Provided text:
Note: as described earlier, matrix transformations are not enabled in the firmware by default

import display, math
# Note: radians are an angle unit where PI (math.pi) is half a rotation
display.clearMatrix() # Clear the matrix stack, just in case it wasn't already
display.translate(display.width() / 2, display.height() / 2) # Go to the middle of the screen
    # Everything is now offset as if the middle of the screen is X/Y (0, 0)
while True:
    display.drawFill(0xffffff) # Fill the screen with white
    display.rotate(math.pi * 0.1) # This will continually rotate the screen by a small amount
    display.drawRect(-20, -20, 40, 40, True, 0x000000) # Simply draw a rectangle, which will then spin
    display.flush() # Flush, show everything

Spinning text

Note: as described earlier, matrix transformations are not enabled in the firmware by default

Similarly to spinning a box, you can also spin text this way.

import display, math
# Note: radians are an angle unit where PI (math.pi) is half a rotation
text = "Well hello there!" # Whatever you want to show
font = "7x5" # Pick a font
scale = 2 # You can scale text, too!
display.clearMatrix() # Clear the matrix stack, just in case it wasn't already
display.translate(display.width() / 2, display.height() / 2) # Go to the middle of the screen
    # Everything is now offset as if the middle of the screen is X/Y (0, 0)
while True:
    display.drawFill(0xffffff) # Fill the screen with white
    display.rotate(math.pi * 0.1) # This will continually rotate the screen by a small amount
    textWidth = display.getTextWidth(text, font) # Get the size so we can center the text
    textHeight = display.getTextHeight(text, font)

A run of entries
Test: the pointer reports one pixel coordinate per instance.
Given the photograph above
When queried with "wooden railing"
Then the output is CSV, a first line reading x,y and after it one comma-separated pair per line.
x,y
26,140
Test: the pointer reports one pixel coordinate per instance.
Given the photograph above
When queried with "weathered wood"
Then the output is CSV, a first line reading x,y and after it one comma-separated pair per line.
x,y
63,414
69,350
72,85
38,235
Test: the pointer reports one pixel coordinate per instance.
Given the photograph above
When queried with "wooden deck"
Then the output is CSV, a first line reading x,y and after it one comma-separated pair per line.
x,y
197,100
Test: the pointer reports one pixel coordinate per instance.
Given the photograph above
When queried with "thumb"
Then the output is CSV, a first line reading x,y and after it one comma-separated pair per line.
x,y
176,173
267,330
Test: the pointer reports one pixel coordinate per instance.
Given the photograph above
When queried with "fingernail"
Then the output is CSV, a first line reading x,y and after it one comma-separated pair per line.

Tasks for this exercise:
a) Answer these questions using the display tutorial.
(i) According to its note, what is the default state of matrix transformations in the firmware?
(ii) Which font is picked for the spinning text?
(iii) What value is given to the text scale?
b) For each statement, say whether it agrees with the display tutorial. Answer yes or no and quote the words that decide it.
(i) On each pass through the loop, the screen is filled with black.
(ii) PI in radians equals half a rotation.
(iii) After the translate call, the middle of the screen is treated as X/Y (0, 0).
c) Rewrite the first block of code in the display tutorial as a list of steps, keeping its main facts. That block begins "import display, math" and ends with the flush call.

Solutions:
a)
(i) Matrix transformations are not enabled in the firmware by default.
(ii) The font "7x5" is picked.
(iii) The scale is set to 2.

b)
(i) No. "display.drawFill(0xffffff) # Fill the screen with white"
(ii) Yes. "radians are an angle unit where PI (math.pi) is half a rotation"
(iii) Yes. "Everything is now offset as if the middle of the screen is X/Y (0, 0)"

c)
- Import the display and math modules, noting that in radians PI (math.pi) is half a rotation.
- Clear the matrix stack in case it was not already clear.
- Translate to the middle of the screen, so that point acts as X/Y (0, 0).
- In an endless loop:
  - fill the screen with white
  - rotate by math.pi * 0.1, turning a small amount on each pass
  - draw a black 40 by 40 rectangle starting at (-20, -20), which then spins
  - flush to show everything